══ MATERIAL PROVIDED ══

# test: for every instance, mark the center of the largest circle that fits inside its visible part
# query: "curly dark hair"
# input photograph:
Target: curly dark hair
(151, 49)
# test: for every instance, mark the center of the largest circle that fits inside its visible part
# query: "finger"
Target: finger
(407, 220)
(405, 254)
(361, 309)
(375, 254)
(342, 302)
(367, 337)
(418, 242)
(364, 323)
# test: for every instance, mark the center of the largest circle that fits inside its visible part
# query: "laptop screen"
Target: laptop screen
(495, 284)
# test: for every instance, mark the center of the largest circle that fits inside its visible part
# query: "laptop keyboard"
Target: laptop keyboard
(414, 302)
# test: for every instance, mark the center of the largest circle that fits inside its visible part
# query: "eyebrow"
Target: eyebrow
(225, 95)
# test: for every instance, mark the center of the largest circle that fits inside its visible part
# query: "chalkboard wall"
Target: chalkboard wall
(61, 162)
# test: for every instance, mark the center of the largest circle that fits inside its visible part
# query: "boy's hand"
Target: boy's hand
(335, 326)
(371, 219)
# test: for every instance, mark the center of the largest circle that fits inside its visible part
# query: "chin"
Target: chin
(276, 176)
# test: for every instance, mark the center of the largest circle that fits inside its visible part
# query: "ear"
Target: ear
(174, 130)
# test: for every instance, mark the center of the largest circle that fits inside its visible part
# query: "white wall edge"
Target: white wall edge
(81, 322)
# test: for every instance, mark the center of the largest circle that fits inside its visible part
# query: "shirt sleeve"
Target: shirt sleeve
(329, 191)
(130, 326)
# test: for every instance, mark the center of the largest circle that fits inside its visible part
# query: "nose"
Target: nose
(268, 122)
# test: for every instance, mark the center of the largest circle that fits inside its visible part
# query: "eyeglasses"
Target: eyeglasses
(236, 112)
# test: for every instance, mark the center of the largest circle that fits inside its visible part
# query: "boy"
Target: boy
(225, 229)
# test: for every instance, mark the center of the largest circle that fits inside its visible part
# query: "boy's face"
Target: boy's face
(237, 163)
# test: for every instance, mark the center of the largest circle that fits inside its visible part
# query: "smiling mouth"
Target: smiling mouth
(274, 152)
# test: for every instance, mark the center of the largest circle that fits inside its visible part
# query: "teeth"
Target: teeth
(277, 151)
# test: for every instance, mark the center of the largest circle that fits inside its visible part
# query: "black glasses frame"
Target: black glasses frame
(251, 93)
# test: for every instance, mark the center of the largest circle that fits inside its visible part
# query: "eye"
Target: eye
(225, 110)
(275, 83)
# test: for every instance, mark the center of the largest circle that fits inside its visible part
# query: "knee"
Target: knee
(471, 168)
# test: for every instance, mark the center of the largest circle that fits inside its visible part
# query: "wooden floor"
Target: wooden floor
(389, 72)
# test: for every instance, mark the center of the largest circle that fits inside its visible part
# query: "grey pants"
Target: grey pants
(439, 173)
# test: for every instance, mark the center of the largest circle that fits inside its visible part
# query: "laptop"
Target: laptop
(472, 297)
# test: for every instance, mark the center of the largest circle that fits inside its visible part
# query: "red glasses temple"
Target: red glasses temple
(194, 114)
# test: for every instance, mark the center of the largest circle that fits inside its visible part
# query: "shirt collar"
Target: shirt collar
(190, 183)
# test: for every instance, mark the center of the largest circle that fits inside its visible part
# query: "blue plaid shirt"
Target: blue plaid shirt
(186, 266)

═══

■ **WORK REQUEST**
What is needed is each line of the data, printed exactly.

■ **FINAL ANSWER**
# test: for every instance, mark the center of the largest circle that fits inside its visible part
# query: "curly dark hair"
# input photograph:
Target: curly dark hair
(151, 49)
# test: for every instance, mark the center of the largest circle that fits inside its visible part
# query: "finger"
Target: finger
(407, 220)
(405, 254)
(361, 309)
(375, 254)
(342, 302)
(367, 337)
(418, 242)
(364, 323)
# test: for every instance, mark the center of the largest circle that fits inside its visible part
# query: "laptop screen"
Target: laptop screen
(495, 284)
# test: for every instance, mark the center of the largest circle that fits inside its visible part
# query: "laptop keyboard"
Target: laptop keyboard
(414, 302)
# test: for every instance, mark the center of the largest circle that fits inside its visible part
# query: "eyebrow"
Target: eyebrow
(225, 95)
# test: for every instance, mark the center of the largest circle that fits inside its visible part
# query: "chalkboard wall"
Target: chalkboard wall
(61, 162)
# test: for every instance, mark the center of the largest circle that fits inside its visible part
# query: "boy's hand"
Target: boy's hand
(335, 326)
(371, 219)
# test: for every instance, mark the center of the largest circle that fits inside its visible part
# query: "chin"
Target: chin
(276, 176)
# test: for every instance, mark the center of the largest circle that fits inside its visible part
# query: "ear"
Target: ear
(174, 130)
# test: for every instance, mark the center of the largest circle that fits inside its visible part
# query: "white wall edge"
Target: white wall edge
(81, 322)
# test: for every instance, mark the center of the largest circle that fits inside its visible part
# query: "shirt sleeve"
Target: shirt sleeve
(329, 191)
(130, 326)
# test: for every instance, mark the center of the largest circle that fits inside its visible part
# query: "nose"
Target: nose
(268, 122)
# test: for every instance, mark the center of the largest circle that fits inside its visible part
# query: "eyeglasses"
Target: eyeglasses
(236, 112)
# test: for every instance, mark the center of the largest circle that fits inside its visible part
# query: "boy"
Target: boy
(225, 229)
# test: for every instance, mark the center of the largest circle that fits inside its visible part
# query: "boy's face"
Target: boy's face
(237, 163)
# test: for every instance, mark the center of the largest circle that fits inside its visible part
# query: "smiling mouth"
Target: smiling mouth
(274, 152)
# test: for every instance, mark the center of the largest circle that fits inside its visible part
# query: "teeth"
Target: teeth
(277, 151)
# test: for every instance, mark the center of the largest circle that fits inside its visible part
# query: "black glasses frame"
Target: black glasses frame
(251, 93)
# test: for every instance, mark the center of the largest circle that fits inside its visible part
# query: "eye"
Target: eye
(225, 110)
(275, 83)
# test: for every instance, mark the center of the largest circle that fits inside its visible part
# query: "knee"
Target: knee
(471, 168)
# test: for every instance, mark the center of the largest circle that fits inside its visible part
# query: "wooden floor"
Target: wooden floor
(389, 72)
# test: for every instance, mark the center of the largest circle that fits inside its visible part
# query: "grey pants"
Target: grey pants
(439, 173)
# test: for every instance, mark the center of the largest circle that fits inside its visible part
# query: "laptop"
Target: laptop
(472, 297)
# test: for every instance, mark the center of the largest circle that fits inside its visible part
# query: "red glasses temple"
Target: red glasses temple
(194, 114)
# test: for every instance, mark the center of the largest circle that fits inside its visible part
# query: "shirt collar"
Target: shirt collar
(190, 183)
# test: for every instance, mark the center of the largest circle that fits inside its visible part
# query: "blue plaid shirt"
Target: blue plaid shirt
(186, 266)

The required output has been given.